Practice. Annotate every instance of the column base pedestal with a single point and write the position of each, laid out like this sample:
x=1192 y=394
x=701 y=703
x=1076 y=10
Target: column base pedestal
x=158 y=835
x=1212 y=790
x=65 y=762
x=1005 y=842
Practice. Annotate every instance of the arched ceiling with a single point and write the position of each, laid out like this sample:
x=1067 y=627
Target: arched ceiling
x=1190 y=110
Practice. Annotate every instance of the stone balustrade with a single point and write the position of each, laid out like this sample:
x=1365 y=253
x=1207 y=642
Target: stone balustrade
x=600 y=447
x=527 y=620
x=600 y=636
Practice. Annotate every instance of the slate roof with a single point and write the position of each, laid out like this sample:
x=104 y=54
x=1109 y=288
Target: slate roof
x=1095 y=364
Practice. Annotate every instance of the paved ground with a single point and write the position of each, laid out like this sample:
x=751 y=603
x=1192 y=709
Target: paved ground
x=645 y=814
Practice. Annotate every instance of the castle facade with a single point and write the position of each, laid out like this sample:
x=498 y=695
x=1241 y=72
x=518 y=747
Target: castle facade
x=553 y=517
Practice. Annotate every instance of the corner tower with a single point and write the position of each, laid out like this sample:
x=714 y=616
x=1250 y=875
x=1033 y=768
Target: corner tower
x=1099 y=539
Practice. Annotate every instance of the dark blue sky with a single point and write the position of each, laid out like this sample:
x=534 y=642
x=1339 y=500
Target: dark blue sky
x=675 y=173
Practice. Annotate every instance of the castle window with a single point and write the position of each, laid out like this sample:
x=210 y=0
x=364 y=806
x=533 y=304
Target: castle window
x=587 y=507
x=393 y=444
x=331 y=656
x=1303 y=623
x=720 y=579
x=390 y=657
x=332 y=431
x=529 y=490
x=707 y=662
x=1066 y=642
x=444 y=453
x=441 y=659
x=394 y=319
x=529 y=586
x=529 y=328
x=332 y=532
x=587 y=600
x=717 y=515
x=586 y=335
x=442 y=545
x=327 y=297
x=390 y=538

------------------------------

Problem statement> Reproduce the rows from the line containing "Practice. Annotate every instance of the stone" through the last row, changing "single point" to "single dot" and leaving everything else as it is.

Output of the task>
Practice. Annotate every instance of the stone balustrade with a single dot and write the position of each, laid out like this sample:
x=1365 y=253
x=1207 y=642
Target: stone balustrade
x=600 y=447
x=527 y=620
x=600 y=636
Practice. Annotate every instance of the slate roof with a single dot and write the position of each, laid out like this sample:
x=104 y=54
x=1109 y=288
Target: slate roof
x=1095 y=364
Practice. Annotate every instance of the paved ground with a single dot and write the position of each, laid out like this sample:
x=751 y=603
x=1192 y=709
Target: paved ground
x=645 y=814
Practice. Annotate every instance of the castle facade with a single dot and write the position of each, laid out like this sample:
x=498 y=695
x=1241 y=72
x=518 y=747
Target: castle facade
x=553 y=517
Practice. Annotate every instance of the corner tower with a single dot and write the position of each, laid out like this sample:
x=714 y=616
x=1250 y=875
x=1033 y=768
Target: corner tower
x=1099 y=539
Practice. Annotate every instance of the dark blue sky with a single dot and write the position of each, laid out like this sample:
x=534 y=642
x=1339 y=500
Target: dark blue sky
x=675 y=173
Practice. Annotate every instance of the castle window with a single dot and write the position of each, laid out like this sample:
x=210 y=0
x=364 y=806
x=533 y=304
Target: castle window
x=587 y=507
x=393 y=444
x=331 y=656
x=1303 y=623
x=720 y=579
x=390 y=657
x=332 y=431
x=529 y=490
x=707 y=662
x=1066 y=642
x=444 y=453
x=441 y=659
x=394 y=319
x=529 y=586
x=529 y=328
x=332 y=532
x=587 y=600
x=717 y=515
x=586 y=335
x=442 y=545
x=327 y=297
x=390 y=538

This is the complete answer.